Written task A:
In the ath10k patch discussion below, condense the paragraph beginning "That's why I didn't put a map/unmap in the hot path" into a short bulleted list that keeps its main facts.

Passage provided:
"""
[PATCH 2/2] ath10k: do not use coherent memory for tx buffers

Mon Nov 23 10:50:46 PST 2015

On 11/23/2015 10:18 AM, Felix Fietkau wrote:
> On 2015-11-23 18:25, Peter Oh wrote:
>> Hi,
>>
>> Have you measured the peak throughput?
>> The pre-allocated coherent memory concept was introduced as once of peak
>> throughput improvement.
> It's all still pre-allocated and pre-mapped.
Right. I mis-guessed with the title.
>
>> IIRC, dma_map_single takes about 4 us on Cortex A7 and dma_unmap_single
>> also takes time to invalid cache.
> That's why I didn't put a map/unmap in the hot path. There is only a
> cache sync there. With coherent memory, every single word access blocks
> until the transaction is complete. With cached/mapped memory, the CPU
> can fill the cachelines first, then flush it in one go. This usually
> ends up being faster than working with coherent memory directly.
>
>> Please share your tput number before and after, so I don't need to worry
>> about performance degrade.
> I don't have an ideal setup for tput tests at the moment, so I can't
> give you any numbers.
Could you share any rough number?
>   However, on the device that I'm testing on
> (IPQ806x based), this patch makes the difference between working and
> non-working wifi, fixing the regression introduced by your pre-allocated
> coherent memory patch.
Thank you for the catch up and fix.
Btw, the regression can be fixed by using GFP_KERNEL, instead of 
GFP_DMA, right?
>
> - Felix
Thanks,
Peter
"""
Written task B:
Update the listing below so that every "clicks" becomes "points"; keep all other text unchanged.

Excerpted records:
"""
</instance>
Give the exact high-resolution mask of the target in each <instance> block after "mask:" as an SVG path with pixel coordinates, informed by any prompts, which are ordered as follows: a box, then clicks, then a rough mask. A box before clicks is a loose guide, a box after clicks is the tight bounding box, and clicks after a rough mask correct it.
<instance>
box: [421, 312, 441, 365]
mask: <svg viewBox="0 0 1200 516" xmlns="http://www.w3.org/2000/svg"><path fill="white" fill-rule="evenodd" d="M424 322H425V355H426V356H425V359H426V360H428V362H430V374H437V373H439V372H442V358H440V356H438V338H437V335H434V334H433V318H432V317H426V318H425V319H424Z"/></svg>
"""
Your response A:
- No map or unmap is done in the hot path; only a cache sync happens there.
- With coherent memory, every single word access blocks until the transaction is complete.
- With cached or mapped memory, the CPU can fill the cachelines first and then flush them in one go.
- This usually turns out faster than working with coherent memory directly.

Your response B:
</instance>
Give the exact high-resolution mask of the target in each <instance> block after "mask:" as an SVG path with pixel coordinates, informed by any prompts, which are ordered as follows: a box, then points, then a rough mask. A box before points is a loose guide, a box after points is the tight bounding box, and points after a rough mask correct it.
<instance>
box: [421, 312, 441, 365]
mask: <svg viewBox="0 0 1200 516" xmlns="http://www.w3.org/2000/svg"><path fill="white" fill-rule="evenodd" d="M424 322H425V355H426V356H425V359H426V360H428V362H430V374H437V373H439V372H442V358H440V356H438V338H437V335H434V334H433V318H432V317H426V318H425V319H424Z"/></svg>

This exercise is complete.